Written instruction
Each line from the one that contains "Q: Locate the hanging" to the end of the material must be set down exactly, and no line before it.

■ ■ ■

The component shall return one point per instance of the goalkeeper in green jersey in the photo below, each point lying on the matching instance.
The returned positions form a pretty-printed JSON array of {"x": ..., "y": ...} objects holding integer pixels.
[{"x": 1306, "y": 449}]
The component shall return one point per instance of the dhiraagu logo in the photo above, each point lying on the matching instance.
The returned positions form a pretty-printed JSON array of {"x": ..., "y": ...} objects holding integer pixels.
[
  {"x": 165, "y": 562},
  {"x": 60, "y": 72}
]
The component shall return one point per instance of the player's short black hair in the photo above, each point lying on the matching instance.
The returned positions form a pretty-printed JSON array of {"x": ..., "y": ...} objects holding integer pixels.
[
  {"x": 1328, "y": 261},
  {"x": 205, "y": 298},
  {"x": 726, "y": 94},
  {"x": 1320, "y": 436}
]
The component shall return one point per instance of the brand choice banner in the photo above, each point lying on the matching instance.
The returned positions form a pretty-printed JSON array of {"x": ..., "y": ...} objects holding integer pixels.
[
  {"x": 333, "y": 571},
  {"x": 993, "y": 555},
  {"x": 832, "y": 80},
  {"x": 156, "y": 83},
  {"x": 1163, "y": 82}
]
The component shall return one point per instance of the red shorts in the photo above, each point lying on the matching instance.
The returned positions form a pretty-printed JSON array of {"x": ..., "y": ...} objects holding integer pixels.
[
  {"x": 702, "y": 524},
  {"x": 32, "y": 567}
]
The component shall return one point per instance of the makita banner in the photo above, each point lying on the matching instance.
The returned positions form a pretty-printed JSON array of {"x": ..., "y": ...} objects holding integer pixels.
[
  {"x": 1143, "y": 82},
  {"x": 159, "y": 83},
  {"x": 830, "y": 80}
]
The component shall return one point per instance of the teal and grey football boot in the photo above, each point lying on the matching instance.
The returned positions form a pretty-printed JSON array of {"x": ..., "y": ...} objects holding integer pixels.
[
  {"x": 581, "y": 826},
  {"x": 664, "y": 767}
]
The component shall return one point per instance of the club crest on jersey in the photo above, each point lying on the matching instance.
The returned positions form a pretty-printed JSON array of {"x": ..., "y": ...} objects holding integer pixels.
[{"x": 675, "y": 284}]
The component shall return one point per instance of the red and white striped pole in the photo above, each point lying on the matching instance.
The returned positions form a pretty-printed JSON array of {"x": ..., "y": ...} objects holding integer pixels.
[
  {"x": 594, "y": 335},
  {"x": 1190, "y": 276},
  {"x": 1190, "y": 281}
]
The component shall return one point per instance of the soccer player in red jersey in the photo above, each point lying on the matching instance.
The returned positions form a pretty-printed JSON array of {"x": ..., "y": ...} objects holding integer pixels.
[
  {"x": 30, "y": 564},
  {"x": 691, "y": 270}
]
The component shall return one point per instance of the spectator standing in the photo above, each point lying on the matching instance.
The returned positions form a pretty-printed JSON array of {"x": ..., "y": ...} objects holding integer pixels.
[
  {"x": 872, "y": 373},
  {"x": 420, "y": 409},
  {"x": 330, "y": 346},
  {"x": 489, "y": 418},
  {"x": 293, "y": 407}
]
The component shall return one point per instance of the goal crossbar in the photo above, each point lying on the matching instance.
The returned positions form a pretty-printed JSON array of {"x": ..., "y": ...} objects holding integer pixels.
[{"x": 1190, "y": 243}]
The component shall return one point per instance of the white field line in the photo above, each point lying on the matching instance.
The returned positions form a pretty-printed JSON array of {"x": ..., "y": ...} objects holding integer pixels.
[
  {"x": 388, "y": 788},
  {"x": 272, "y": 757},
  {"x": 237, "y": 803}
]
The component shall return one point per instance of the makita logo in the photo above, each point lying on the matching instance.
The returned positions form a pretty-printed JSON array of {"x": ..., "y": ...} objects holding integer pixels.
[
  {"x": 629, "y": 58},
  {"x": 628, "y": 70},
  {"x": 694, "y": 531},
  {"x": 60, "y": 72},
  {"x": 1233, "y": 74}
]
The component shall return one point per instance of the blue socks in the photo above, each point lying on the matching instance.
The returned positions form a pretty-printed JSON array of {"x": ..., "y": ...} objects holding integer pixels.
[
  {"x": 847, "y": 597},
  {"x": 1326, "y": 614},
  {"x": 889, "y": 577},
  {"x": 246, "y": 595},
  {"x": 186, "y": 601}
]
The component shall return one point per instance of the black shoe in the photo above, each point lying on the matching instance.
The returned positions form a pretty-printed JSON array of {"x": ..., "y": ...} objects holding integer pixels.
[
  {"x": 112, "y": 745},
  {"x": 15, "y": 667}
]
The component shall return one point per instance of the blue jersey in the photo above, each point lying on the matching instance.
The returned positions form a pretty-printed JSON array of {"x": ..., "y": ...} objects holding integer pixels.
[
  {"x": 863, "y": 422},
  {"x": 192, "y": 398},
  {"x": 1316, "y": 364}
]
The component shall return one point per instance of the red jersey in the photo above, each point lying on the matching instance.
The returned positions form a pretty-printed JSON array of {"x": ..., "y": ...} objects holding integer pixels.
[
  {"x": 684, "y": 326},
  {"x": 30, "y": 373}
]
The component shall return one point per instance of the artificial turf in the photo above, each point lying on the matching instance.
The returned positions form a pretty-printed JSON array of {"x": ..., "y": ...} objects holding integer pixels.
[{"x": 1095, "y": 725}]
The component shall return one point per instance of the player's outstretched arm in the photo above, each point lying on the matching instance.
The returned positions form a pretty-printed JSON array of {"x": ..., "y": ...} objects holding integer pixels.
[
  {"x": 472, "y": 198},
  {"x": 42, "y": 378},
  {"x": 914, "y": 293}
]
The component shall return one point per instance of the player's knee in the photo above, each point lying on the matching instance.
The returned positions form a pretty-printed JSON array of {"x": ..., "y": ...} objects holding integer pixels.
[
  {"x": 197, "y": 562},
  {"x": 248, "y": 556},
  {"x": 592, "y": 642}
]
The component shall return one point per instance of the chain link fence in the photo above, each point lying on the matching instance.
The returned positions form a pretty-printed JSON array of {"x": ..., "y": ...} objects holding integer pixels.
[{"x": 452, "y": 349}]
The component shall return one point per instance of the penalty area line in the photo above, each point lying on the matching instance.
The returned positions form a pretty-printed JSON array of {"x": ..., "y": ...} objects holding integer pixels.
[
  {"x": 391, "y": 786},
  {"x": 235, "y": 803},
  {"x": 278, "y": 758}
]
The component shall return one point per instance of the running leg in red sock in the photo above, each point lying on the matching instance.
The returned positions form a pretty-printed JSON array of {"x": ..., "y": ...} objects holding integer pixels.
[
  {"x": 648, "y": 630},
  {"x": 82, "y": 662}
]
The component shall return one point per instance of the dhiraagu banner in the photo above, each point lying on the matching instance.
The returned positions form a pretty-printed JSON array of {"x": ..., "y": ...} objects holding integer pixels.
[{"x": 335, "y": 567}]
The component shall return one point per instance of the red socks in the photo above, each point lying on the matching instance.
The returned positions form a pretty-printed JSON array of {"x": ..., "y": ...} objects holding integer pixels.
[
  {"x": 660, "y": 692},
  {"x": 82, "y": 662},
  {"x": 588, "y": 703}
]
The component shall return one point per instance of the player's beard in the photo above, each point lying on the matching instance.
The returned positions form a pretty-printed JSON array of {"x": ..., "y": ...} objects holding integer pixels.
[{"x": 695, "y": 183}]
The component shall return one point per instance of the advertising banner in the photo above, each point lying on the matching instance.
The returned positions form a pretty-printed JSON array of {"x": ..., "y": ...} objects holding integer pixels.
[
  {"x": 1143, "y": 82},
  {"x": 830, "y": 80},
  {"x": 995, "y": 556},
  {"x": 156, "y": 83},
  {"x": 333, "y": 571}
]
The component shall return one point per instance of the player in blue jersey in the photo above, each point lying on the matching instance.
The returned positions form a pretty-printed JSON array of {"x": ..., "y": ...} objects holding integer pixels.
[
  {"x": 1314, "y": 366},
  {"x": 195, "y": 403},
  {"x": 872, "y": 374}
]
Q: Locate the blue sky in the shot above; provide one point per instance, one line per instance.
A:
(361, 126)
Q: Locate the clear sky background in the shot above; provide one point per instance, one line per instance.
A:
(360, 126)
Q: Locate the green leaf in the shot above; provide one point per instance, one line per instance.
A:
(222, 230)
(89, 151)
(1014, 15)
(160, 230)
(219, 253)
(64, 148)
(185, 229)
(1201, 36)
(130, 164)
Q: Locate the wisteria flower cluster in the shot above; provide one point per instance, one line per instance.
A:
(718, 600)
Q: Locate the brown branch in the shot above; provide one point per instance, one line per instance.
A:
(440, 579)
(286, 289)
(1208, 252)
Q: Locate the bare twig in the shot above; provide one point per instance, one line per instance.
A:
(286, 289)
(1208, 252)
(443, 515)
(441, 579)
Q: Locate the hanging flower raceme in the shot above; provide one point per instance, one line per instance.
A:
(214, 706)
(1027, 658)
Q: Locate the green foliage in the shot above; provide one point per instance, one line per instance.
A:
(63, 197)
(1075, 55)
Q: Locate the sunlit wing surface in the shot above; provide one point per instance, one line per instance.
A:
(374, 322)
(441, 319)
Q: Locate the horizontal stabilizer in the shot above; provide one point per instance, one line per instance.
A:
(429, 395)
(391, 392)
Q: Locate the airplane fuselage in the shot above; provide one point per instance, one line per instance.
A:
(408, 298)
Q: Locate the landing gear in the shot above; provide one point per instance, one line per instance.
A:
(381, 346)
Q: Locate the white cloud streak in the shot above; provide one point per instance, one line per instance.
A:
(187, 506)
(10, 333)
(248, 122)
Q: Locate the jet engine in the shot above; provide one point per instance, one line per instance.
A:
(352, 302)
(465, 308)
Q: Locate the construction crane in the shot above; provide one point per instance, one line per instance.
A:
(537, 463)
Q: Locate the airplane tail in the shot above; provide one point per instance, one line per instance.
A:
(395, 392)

■ ■ ■

Completed task
Q: Locate the hanging flower raceme in the shot above; provide one point per instance, one line per instance.
A:
(214, 706)
(1027, 658)
Q: Locate the green foliage in the shot above; provide one point per instance, one line per instance.
A:
(63, 197)
(1075, 55)
Q: Locate the sunlit wing surface in the shot above; provide one point per instance, one line per instance.
A:
(374, 322)
(441, 319)
Q: Locate the horizontal stabilizer in the shot above; provide one point per instance, one line per instance.
A:
(429, 395)
(391, 392)
Q: Locate the airplane fuselage in the shot above; provide one point per instance, one line per instance.
A:
(408, 298)
Q: Locate the landing gear in the shot above; provide one point per instance, one line per instance.
A:
(381, 346)
Q: Locate the white cloud streak in the shot above; provide one point per instance, one line per instance.
A:
(187, 506)
(10, 333)
(248, 122)
Q: Locate the jet engine in the shot above; provide one point per instance, one line per instance.
A:
(352, 302)
(465, 308)
Q: Locate the construction crane in the shot above; provide one point per instance, one line per instance.
A:
(537, 463)
Q: Locate the airplane tail in the shot above; provide one point per instance, one line per instance.
A:
(395, 392)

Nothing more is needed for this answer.